Texto extraído:
--
A falência da Enron parece ter assinalado o fim de um dos mais longos ciclos de crescimento da economia norte-americana e mundial. A empresa foi emblemática: uma hidra de duas cabeças, a primeira representando o básico do básico da velha economia commodities ligadas à gestão dos ativos reais de concessionárias de gás natural e a segunda, a face mais volátil da nova economia uma trading de opções e derivativos nos campos da energia, clima e banda larga da internet.
O mundo de negócios foi surpreendido com o destino da empresa, até então considerada uma vedete e caso de sucesso. Gurus da administração (incluindo Gary Hamel) não cessavam de apontar suas virtudes como modelo de negócios da nova economia. A Harvard Business School chegou a produzir estudos de caso sobre a empresa. Cortejada pela imprensa especializada, a Enron acabou sendo escolhida pela Fortune, por seis anos seguidos, como a empresa mais inovadora dos Estados Unidos.
Os resultados nefastos de sua falência ainda estão sendo digeridos. Além das perdas impostas aos acionistas, empregados e parceiros do negócio, instituições foram abaladas e pelo menos uma empresa, a Andersen, foi definitivamente tragada como resultado do imbróglio.
Certamente o caso Enron ficará para sempre como um dos marcos da história dos negócios e servirá como aprendizado para o aperfeiçoamento das regras do jogo e a regulamentação dos mercados. Mas partindo do pressuposto de que os dirigentes e gerentes da empresa não tinham a intenção de levá-la à situação atual, que lições podemos tirar do episódio?
1. A razão da existência de uma empresa é o cliente, não o modelo de negócios.
A Enron originou-se no negócio de fornecimento de gás e energia elétrica. Nos anos 90, após a desregulamentação dos mercados de energia nos Estados Unidos, passou a envolver-se crescentemente nas atividades de compra e venda de energia e de commodities de serviços básicos. Gradualmente, foi aumentando a participação de seu negócio de trading, deixando em segundo plano os ativos ligados à velha economia e criando instrumentos financeiros cada vez mais sofisticados para atender um mercado crescentemente sujeito à instabilidade: derivativos de clima, tempo de veiculação para anunciantes, largura de banda de Internet, negociados pelo seu braço de comércio eletrônico.
--
Listagem de dados:
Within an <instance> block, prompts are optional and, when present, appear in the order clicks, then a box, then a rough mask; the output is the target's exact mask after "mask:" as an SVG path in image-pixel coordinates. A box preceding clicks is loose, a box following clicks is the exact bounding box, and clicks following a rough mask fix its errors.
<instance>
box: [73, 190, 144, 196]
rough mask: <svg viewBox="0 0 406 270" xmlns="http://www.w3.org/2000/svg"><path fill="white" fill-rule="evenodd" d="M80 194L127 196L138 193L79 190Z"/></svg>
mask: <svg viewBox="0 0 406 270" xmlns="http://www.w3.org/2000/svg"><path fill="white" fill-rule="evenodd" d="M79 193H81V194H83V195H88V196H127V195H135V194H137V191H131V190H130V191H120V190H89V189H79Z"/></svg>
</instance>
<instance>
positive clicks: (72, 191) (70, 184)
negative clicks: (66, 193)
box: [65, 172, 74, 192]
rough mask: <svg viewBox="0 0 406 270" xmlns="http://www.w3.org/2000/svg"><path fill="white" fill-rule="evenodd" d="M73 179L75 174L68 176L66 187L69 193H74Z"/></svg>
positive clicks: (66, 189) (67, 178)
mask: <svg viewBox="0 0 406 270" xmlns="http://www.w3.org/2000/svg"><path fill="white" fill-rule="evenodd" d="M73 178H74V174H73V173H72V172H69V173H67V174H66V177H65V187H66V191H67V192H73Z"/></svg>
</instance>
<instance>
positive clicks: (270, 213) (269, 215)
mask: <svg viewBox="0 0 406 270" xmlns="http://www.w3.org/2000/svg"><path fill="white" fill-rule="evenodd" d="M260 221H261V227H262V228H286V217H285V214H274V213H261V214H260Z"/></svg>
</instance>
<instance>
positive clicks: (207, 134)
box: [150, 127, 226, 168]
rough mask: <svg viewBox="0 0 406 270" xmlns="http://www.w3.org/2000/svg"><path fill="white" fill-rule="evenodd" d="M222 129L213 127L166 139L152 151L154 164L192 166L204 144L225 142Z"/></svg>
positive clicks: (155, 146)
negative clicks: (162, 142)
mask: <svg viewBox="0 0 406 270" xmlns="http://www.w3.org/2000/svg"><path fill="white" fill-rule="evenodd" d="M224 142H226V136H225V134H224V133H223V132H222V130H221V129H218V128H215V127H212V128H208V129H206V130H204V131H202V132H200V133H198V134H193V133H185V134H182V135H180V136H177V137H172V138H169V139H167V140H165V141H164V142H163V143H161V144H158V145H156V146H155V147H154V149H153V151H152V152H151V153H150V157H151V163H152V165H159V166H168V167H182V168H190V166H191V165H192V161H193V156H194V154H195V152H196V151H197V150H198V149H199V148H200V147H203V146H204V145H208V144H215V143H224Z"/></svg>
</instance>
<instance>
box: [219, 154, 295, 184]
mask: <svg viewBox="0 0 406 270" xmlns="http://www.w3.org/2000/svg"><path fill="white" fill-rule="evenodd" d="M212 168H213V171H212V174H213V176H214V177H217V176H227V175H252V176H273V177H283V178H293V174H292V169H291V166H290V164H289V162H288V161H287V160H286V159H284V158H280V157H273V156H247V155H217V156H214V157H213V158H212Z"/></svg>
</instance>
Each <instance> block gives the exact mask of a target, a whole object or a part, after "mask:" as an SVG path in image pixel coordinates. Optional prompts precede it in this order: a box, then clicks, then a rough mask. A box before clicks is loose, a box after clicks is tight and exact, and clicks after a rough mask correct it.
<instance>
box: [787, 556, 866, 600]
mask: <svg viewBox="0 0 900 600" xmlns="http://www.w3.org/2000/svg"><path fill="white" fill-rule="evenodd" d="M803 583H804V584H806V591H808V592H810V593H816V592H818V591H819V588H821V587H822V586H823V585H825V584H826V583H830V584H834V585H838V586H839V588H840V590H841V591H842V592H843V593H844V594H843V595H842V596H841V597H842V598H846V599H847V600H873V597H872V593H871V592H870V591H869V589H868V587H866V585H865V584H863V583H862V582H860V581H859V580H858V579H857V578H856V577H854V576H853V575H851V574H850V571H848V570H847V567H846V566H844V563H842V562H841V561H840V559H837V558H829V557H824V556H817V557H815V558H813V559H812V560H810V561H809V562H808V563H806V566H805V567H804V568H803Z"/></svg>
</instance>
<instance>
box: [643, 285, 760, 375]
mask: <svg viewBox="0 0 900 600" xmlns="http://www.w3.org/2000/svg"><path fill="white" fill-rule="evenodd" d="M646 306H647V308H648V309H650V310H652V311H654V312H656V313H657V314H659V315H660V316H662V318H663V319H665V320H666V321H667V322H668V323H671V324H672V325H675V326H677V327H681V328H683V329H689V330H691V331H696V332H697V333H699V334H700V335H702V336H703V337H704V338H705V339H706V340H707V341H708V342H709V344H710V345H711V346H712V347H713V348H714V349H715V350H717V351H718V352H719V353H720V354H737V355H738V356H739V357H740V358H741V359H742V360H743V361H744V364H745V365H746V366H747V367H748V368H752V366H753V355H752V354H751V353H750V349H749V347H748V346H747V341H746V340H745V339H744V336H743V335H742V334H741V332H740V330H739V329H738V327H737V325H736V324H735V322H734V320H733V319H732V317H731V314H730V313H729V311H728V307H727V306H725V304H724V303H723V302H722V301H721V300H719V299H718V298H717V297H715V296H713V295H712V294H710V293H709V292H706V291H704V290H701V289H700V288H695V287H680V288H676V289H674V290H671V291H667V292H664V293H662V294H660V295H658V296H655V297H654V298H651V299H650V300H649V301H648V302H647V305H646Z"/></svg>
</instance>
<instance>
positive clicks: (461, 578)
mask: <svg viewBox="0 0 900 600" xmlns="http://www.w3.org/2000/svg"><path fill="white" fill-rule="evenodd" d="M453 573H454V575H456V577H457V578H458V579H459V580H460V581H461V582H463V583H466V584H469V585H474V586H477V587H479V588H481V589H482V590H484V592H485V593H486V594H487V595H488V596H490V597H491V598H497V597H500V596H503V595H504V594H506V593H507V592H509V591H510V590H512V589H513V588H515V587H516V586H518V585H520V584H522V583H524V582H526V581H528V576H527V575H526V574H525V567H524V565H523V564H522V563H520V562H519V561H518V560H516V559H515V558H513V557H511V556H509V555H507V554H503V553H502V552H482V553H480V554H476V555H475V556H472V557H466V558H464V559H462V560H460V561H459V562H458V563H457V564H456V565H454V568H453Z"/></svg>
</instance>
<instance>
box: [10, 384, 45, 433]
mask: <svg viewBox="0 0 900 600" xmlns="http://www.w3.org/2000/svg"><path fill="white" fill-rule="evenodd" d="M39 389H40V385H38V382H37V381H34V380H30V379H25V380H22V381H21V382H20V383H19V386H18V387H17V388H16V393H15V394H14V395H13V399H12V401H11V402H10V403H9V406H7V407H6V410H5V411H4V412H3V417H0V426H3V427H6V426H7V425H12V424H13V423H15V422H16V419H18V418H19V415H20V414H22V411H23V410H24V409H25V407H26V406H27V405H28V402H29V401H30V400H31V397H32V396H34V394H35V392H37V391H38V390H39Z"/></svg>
--
Requisito 1: Reescreva a parte do texto sobre a falência da Enron que começa nas palavras "A falência da" e termina depois de "larga da internet.", trocando "hidra" por "quimera".
Requisito 2: Dê continuidade ao texto sobre a falência da Enron a partir do ponto em que ele termina.

Resultado 1:
A falência da Enron parece ter assinalado o fim de um dos mais longos ciclos de crescimento da economia norte-americana e mundial. A empresa foi emblemática: uma quimera de duas cabeças, a primeira representando o básico do básico da velha economia commodities ligadas à gestão dos ativos reais de concessionárias de gás natural e a segunda, a face mais volátil da nova economia uma trading de opções e derivativos nos campos da energia, clima e banda larga da internet.

Resultado 2:
Na medida em que se transformava numa negociadora de derivativos, operando em mercados voláteis e com pouca tradição, a empresa foi gradualmente se afastando do seu negócio principal, carregada no embalo da nova economia. O resultado foi um afastamento da sua base de clientes usuais e um foco quase exclusivo no acionista e nos mercados financeiros, interessados predominantemente na perspectiva de rentabilidade das ações. Cada vez mais entusiasmada com o sucesso do seu modelo de negócios, a Enron foi gradativamente se afastando do mercado. A complexidade intrínseca dos seus produtos e serviços foi estendida ao seu modelo de negócios cada vez mais difícil de explicar e, por essa razão, mais fácil de ocultar. O mercado foi se afastando pouco a pouco do que não compreendia e não lhe interessava. Numa declaração célebre, o CEO Skilling referiu-se à complexidade do seu negócio da seguinte maneira: ... Nosso negócio não é uma caixa preta. É de modelagem muito simples. As pessoas que levantam dúvidas (sobre ele) são pessoas que não se esforçaram para o entender em seus detalhes. Temos as respostas claras, mas as pessoas querem atirar pedras na gente... Em resumo, para Skilling e seus seguidores, a culpa é do mercado e do cliente, por não terem entendido (e não aderirem) a um modelo de negócio tão fantástico.
2. Talentos, sozinhos, não asseguram o sucesso. Mal dirigidos, podem acelerar o fracasso.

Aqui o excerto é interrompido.